Format the data below as a numbered list, leaving out any blank lines.

Dataset:

• • •

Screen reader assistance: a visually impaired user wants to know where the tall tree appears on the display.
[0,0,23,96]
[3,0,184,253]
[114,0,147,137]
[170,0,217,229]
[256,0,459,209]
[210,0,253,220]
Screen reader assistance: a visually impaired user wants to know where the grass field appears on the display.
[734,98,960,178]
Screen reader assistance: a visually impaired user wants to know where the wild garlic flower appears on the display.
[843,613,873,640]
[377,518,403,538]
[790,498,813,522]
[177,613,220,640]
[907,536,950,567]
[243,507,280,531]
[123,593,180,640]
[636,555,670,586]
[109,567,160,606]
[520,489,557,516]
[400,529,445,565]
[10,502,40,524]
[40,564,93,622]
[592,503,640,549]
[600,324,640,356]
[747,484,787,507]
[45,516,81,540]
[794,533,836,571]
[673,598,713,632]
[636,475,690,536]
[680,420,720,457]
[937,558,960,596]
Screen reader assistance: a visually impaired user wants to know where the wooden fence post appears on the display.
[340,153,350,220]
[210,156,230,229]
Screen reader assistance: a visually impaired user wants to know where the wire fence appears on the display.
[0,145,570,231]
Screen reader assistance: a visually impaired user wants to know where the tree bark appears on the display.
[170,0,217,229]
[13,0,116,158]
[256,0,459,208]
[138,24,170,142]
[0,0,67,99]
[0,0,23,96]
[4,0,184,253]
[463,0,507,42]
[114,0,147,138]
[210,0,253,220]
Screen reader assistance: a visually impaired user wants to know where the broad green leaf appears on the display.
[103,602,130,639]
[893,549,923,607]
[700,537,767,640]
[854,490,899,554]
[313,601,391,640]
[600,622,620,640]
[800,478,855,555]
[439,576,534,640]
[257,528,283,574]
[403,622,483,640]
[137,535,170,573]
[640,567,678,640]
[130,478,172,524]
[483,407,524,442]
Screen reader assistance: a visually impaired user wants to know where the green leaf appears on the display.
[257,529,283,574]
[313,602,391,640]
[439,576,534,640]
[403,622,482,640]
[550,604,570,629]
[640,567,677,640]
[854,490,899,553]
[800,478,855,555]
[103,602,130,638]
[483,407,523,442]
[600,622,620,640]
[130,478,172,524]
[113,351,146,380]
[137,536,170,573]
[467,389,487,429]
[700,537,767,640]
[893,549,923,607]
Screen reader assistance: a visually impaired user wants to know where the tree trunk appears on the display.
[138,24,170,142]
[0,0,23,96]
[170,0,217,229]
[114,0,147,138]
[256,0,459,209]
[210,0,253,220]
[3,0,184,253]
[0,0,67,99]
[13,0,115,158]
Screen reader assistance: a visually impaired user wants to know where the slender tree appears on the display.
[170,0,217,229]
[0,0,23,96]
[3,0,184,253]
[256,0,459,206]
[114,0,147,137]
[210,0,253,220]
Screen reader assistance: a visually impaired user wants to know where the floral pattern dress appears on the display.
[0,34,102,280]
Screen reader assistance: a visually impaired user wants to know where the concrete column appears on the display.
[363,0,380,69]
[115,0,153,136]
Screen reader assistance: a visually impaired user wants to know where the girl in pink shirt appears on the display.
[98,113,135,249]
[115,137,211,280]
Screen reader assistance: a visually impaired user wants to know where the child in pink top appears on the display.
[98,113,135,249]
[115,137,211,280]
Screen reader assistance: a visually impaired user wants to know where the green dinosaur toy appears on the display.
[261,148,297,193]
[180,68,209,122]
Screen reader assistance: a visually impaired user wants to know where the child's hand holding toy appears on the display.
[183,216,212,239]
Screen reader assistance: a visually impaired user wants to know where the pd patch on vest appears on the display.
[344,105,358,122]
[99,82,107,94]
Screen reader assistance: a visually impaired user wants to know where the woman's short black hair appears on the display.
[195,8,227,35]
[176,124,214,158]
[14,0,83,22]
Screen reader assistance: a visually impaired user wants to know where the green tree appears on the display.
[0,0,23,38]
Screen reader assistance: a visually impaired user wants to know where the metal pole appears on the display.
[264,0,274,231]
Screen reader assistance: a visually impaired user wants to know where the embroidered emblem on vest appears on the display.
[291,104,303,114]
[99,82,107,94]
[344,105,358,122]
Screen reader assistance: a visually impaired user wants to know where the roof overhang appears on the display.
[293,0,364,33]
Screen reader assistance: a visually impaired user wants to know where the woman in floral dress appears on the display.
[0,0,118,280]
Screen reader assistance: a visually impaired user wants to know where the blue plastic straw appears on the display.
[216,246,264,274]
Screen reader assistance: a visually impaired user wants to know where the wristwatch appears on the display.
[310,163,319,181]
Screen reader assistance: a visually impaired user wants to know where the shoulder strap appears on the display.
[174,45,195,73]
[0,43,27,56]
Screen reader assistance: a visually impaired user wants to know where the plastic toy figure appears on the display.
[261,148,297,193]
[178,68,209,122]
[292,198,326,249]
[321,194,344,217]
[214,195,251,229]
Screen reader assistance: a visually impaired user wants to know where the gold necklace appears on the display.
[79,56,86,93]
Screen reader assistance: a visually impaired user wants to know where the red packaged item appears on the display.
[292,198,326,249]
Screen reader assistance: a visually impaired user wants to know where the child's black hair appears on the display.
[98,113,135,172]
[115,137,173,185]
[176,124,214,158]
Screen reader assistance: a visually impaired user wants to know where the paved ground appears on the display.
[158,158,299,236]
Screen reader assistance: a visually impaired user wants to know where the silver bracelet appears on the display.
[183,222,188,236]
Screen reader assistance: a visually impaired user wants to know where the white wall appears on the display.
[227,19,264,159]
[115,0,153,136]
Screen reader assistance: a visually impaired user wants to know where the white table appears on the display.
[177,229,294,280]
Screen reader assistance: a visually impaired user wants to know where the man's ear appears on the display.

• • •

Response to this task:
1. Screen reader assistance: a visually impaired user wants to know where the tall tree appears on the display.
2. [0,0,23,96]
3. [3,0,184,253]
4. [114,0,147,137]
5. [170,0,217,229]
6. [256,0,459,209]
7. [210,0,253,220]
8. Screen reader assistance: a visually impaired user wants to know where the grass field appears on the display.
9. [734,98,960,178]
10. Screen reader assistance: a visually impaired user wants to know where the wild garlic flower appears on the display.
11. [843,613,873,640]
12. [377,518,403,538]
13. [790,498,813,522]
14. [177,613,220,640]
15. [907,536,950,567]
16. [243,507,280,531]
17. [123,593,180,640]
18. [636,555,670,586]
19. [109,567,160,606]
20. [520,489,557,516]
21. [400,529,445,565]
22. [10,502,40,524]
23. [40,564,93,622]
24. [592,503,640,549]
25. [600,324,640,356]
26. [747,484,787,507]
27. [45,516,81,540]
28. [794,533,836,571]
29. [673,598,713,632]
30. [636,475,690,536]
31. [680,420,720,457]
32. [937,558,960,596]
33. Screen reader assistance: a visually impaired user wants to know where the wooden fence post appears on the display.
34. [340,153,350,220]
35. [210,156,230,229]
36. Screen reader assistance: a visually impaired user wants to know where the wire fence appears on the display.
37. [0,145,570,231]
38. Screen reader assistance: a visually impaired user wants to know where the tree bark appears on the display.
39. [170,0,217,229]
40. [13,0,116,158]
41. [256,0,459,208]
42. [138,24,170,142]
43. [0,0,67,99]
44. [0,0,23,96]
45. [4,0,184,253]
46. [463,0,507,42]
47. [114,0,147,138]
48. [210,0,253,220]
49. Screen reader assistance: a visually impaired user wants to know where the broad green leaf appears on the display.
50. [103,602,130,639]
51. [893,549,923,607]
52. [700,537,767,640]
53. [854,490,899,554]
54. [313,601,391,640]
55. [600,622,620,640]
56. [800,478,855,555]
57. [439,576,534,640]
58. [257,528,283,574]
59. [403,622,483,640]
60. [137,535,170,573]
61. [640,567,678,640]
62. [130,478,172,524]
63. [483,407,524,442]
64. Screen reader assistance: a visually impaired user wants to know where the green leaf appears on the display.
65. [257,529,283,574]
66. [313,602,391,640]
67. [439,576,534,640]
68. [403,622,482,640]
69. [550,604,570,629]
70. [640,567,677,640]
71. [854,490,899,553]
72. [800,478,855,555]
73. [103,602,130,638]
74. [483,407,523,442]
75. [600,622,620,640]
76. [130,478,172,524]
77. [113,351,146,380]
78. [137,536,170,573]
79. [467,389,487,429]
80. [700,537,767,640]
81. [893,549,923,607]
82. Screen reader assistance: a visually impaired user wants to know where the tree trunk appears on the display.
83. [138,24,170,142]
84. [0,0,23,96]
85. [170,0,217,229]
86. [114,0,147,138]
87. [256,0,459,209]
88. [210,0,253,220]
89. [3,0,184,253]
90. [0,0,67,99]
91. [13,0,115,158]
92. Screen reader assistance: a visually impaired user wants to know where the slender tree appears on the display.
93. [170,0,217,229]
94. [0,0,23,96]
95. [3,0,184,253]
96. [256,0,459,206]
97. [114,0,147,137]
98. [210,0,253,220]
99. Screen reader assistance: a visually impaired user wants to know where the floral pattern dress appears on the display.
100. [0,34,102,280]
101. Screen reader assistance: a visually impaired user wants to know where the concrete column appears on the display.
102. [363,0,380,69]
103. [115,0,153,136]
104. Screen reader assistance: a visually impaired user wants to know where the girl in pink shirt appears on the display.
105. [98,113,135,249]
106. [115,137,211,280]
107. Screen reader assistance: a visually impaired user wants to know where the child in pink top appears on the display.
108. [98,113,135,249]
109. [115,137,211,280]
110. Screen reader assistance: a visually impaired user wants to know where the green dinosaur toy appears on the display.
111. [261,148,297,193]
112. [180,68,209,122]
113. Screen reader assistance: a visually impaired user wants to know where the child's hand holding toy appears on the display.
114. [183,216,212,239]
115. Screen reader assistance: a visually impaired user wants to know where the pd patch on vest appears on the display.
116. [344,105,358,122]
117. [99,82,107,94]
118. Screen reader assistance: a visually impaired user wants to know where the woman's short black hair appears on the display.
119. [195,8,227,35]
120. [176,124,214,158]
121. [14,0,83,22]
122. Screen reader assistance: a visually impaired user wants to know where the green tree appears on the display.
123. [0,0,23,38]
124. Screen reader assistance: a visually impaired user wants to know where the metal pole appears on the display.
125. [264,0,274,231]
126. Screen reader assistance: a visually impaired user wants to know where the embroidered emblem on vest appears on the display.
127. [291,104,303,114]
128. [99,82,107,94]
129. [344,105,358,122]
130. Screen reader assistance: a visually impaired user wants to know where the roof overhang appears on the display.
131. [293,0,364,33]
132. Screen reader assistance: a visually impaired user wants to know where the woman in floral dress appears on the display.
133. [0,0,118,280]
134. Screen reader assistance: a visually impaired user wants to know where the blue plastic straw appears on the display.
135. [216,246,264,274]
136. Screen reader assistance: a visually impaired user wants to know where the wristwatch appears on the display.
137. [310,163,319,181]
138. Screen reader assistance: a visually impaired user wants to know where the shoulder strap appears on the display.
139. [174,45,195,73]
140. [0,43,27,56]
141. Screen reader assistance: a visually impaired user wants to know where the plastic toy figure appears on the display.
142. [261,148,297,193]
143. [178,68,209,122]
144. [292,198,326,249]
145. [321,194,344,217]
146. [214,195,251,229]
147. Screen reader assistance: a visually impaired user wants to know where the gold necklace appears on the display.
148. [79,56,86,93]
149. Screen reader assistance: a visually impaired user wants to know where the red packaged item appears on the display.
150. [292,198,326,249]
151. Screen reader assistance: a visually impaired user wants to know where the child's black hair appears on the display.
152. [98,113,135,172]
153. [115,137,173,185]
154. [176,124,214,158]
155. Screen reader assistance: a visually impaired user wants to know where the paved ground appears on the display.
156. [158,158,299,236]
157. Screen reader assistance: a visually impaired user wants to know where the silver bracelet appears on the display.
158. [183,222,188,236]
159. Screen reader assistance: a visually impaired user wants to know where the white wall appears on the display.
160. [227,19,264,159]
161. [115,0,153,136]
162. Screen reader assistance: a visually impaired user wants to know where the white table appears on the display.
163. [177,229,294,280]
164. Screen reader assistance: a visually impaired user wants to know where the man's ear appears on the display.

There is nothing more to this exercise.